Document text
*** Block opens ***
It was two days after Thanksgiving in 1964. After learning that her partner’s brother, Frank Andrews, had been shot, Mabel Estes rushed to Choctaw County General Hospital in Butler.
Estes arrived too late.
Andrews was dead. He left behind four young children—three daughters and a son.
Choctaw County Sheriff Leon Clark and the FBI briefly investigated the killing. Neither investigation resulted in an arrest or prosecution.
The case remained closed for decades until the FBI reopened it and interviewed former Deputy Sheriff Quinnie Donald, the original subject of the investigation.
Donald initially admitted to shooting Andrews during an FBI interview in 1964. In a 2008 interview, however, Donald changed his account and told agents the gun discharged accidentally.
The FBI declined to prosecute Donald for the shooting or for making a false statement to investigators.
In 2013, the FBI closed the case again.
Donald told the Associated Press in 2015 that he regretted killing Andrews. Andrews’ family said he never directly apologized.

Frank Andrews’ father, Sylvester “Boise” Andrews. (Photo courtesy Mabel Estes)
“He was a nice person.”
Frank Andrews, 27, was one of 16 children born to Sylvester “Boise” and Lelia Andrews. He lived with his family on a farm on Ararat Road, a predominantly Black community several miles southeast of Butler. The family grew cotton and raised cattle and hogs.
*** Block closes ***
Required tasks
1/ Set down everything in the Frank Andrews article from "Donald initially admitted" down to "courtesy Mabel Estes)", word for word.
2/ Answer these from the Frank Andrews article:
(a) Which hospital did Mabel Estes rush to after hearing that Andrews had been shot?
(b) In what year did the FBI close the case again?
(c) How old was Frank Andrews?
3/ Continue the Frank Andrews article from its last sentence.

Supplied material
*** Block opens ***
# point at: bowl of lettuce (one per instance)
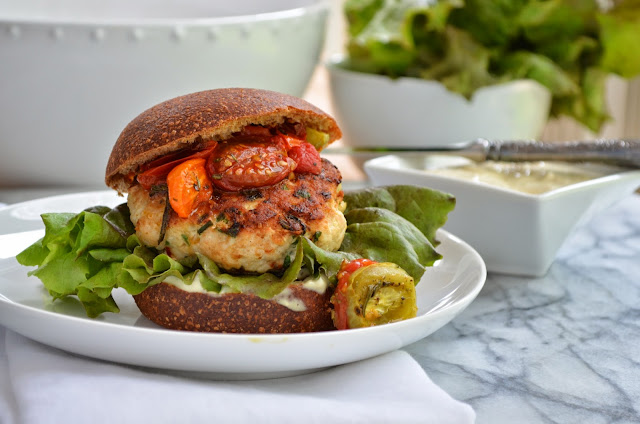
(435, 60)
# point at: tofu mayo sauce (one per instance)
(526, 177)
(284, 298)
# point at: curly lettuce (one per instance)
(89, 254)
(568, 46)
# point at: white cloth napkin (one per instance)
(40, 385)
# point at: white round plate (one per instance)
(129, 338)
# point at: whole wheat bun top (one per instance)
(206, 115)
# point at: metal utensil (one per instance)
(624, 153)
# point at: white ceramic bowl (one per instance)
(375, 111)
(75, 72)
(514, 232)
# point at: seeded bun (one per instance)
(199, 117)
(174, 308)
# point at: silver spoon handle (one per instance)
(614, 152)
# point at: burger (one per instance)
(234, 223)
(233, 175)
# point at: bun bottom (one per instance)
(174, 308)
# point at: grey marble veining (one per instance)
(564, 348)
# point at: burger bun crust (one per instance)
(177, 309)
(192, 119)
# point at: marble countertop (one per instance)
(558, 349)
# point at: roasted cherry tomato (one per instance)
(249, 162)
(307, 158)
(188, 185)
(339, 299)
(156, 171)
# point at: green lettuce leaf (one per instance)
(89, 254)
(425, 208)
(568, 46)
(79, 256)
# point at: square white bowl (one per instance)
(514, 232)
(376, 111)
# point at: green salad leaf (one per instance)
(568, 46)
(91, 253)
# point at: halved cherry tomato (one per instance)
(249, 162)
(188, 185)
(339, 298)
(307, 158)
(156, 171)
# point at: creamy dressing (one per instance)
(284, 298)
(527, 177)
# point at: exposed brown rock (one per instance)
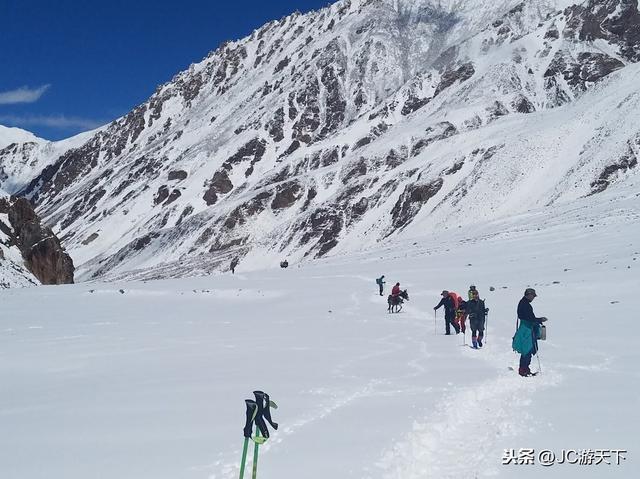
(40, 248)
(412, 200)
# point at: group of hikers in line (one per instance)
(529, 328)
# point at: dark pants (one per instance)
(477, 327)
(525, 360)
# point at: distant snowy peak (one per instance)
(26, 156)
(338, 129)
(16, 135)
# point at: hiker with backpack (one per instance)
(472, 290)
(477, 312)
(449, 312)
(461, 315)
(525, 341)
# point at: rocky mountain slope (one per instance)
(343, 127)
(30, 253)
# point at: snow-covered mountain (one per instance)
(344, 127)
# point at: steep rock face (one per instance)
(40, 248)
(340, 125)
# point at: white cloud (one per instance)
(22, 95)
(52, 121)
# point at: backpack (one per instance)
(455, 299)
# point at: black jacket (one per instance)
(449, 307)
(525, 311)
(476, 309)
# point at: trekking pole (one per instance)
(539, 366)
(486, 327)
(252, 410)
(254, 473)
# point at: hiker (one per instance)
(525, 341)
(472, 289)
(461, 315)
(477, 312)
(449, 312)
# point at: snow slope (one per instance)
(15, 135)
(147, 379)
(23, 156)
(322, 133)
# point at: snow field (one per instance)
(150, 382)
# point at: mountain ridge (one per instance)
(334, 129)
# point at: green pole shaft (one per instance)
(255, 456)
(244, 456)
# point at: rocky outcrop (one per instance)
(41, 249)
(412, 200)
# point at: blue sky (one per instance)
(67, 66)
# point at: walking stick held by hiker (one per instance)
(434, 322)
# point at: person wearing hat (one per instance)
(525, 340)
(472, 290)
(477, 311)
(449, 312)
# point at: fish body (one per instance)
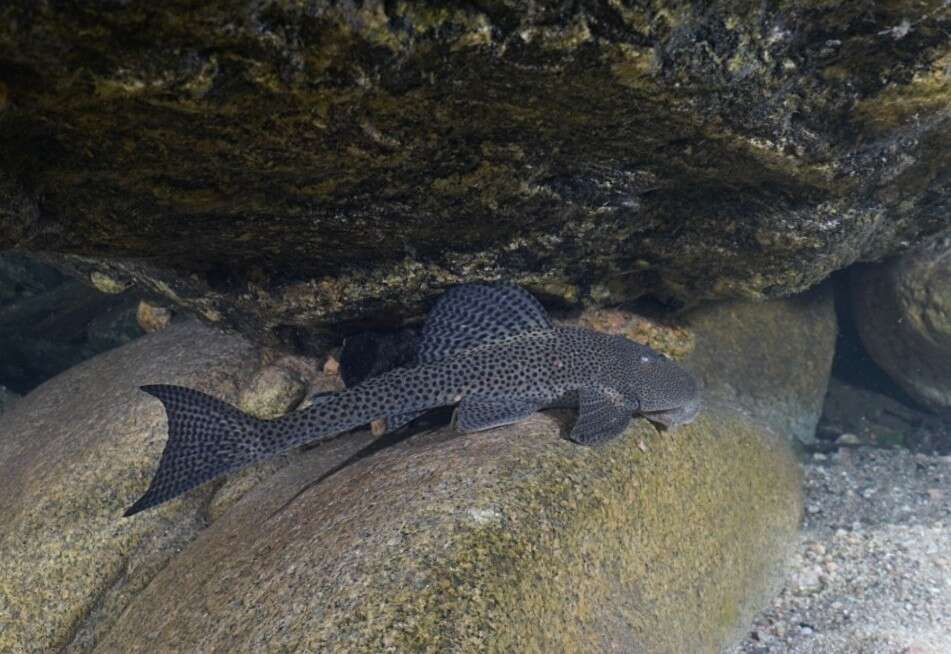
*** Block closes ***
Results
1/
Donald initially admitted to shooting Andrews during an FBI interview in 1964. In a 2008 interview, however, Donald changed his account and told agents the gun discharged accidentally.
The FBI declined to prosecute Donald for the shooting or for making a false statement to investigators.
In 2013, the FBI closed the case again.
Donald told the Associated Press in 2015 that he regretted killing Andrews. Andrews’ family said he never directly apologized.

Frank Andrews’ father, Sylvester “Boise” Andrews. (Photo courtesy Mabel Estes)

2/
(a) Choctaw County General Hospital in Butler
(b) 2013
(c) 27

3/
Andrews attended a small segregated school on Ararat Road with his siblings.
“It was a two-teacher school,” Lisman Councilwoman Linda Turner-Gaines said in a May 2025 telephone interview. “My mother used to teach at the school.”
When Andrews was 5 years old, his mother died during childbirth. His father never remarried. Andrews’ older sister, Lucille “Cille” Edwards, helped raise the younger children.
As an adult, Andrews cut timber and hauled logs to a nearby sawmill that produced wood pulp.
“He was a nice person,” Estes said during a March 2026 interview at her home in Mobile. “He liked to hunt and fish.”
Two different stories about the shooting at Smith’s Cafe
On November 28, 1964, sheriff’s deputies “Bo” Clark and Quinnie Donald went to Smith’s Cafe, a Black-owned establishment on Route 10 in Lisman, to investigate reports of illegal whiskey sales, according to a U.S. Department of Justice report.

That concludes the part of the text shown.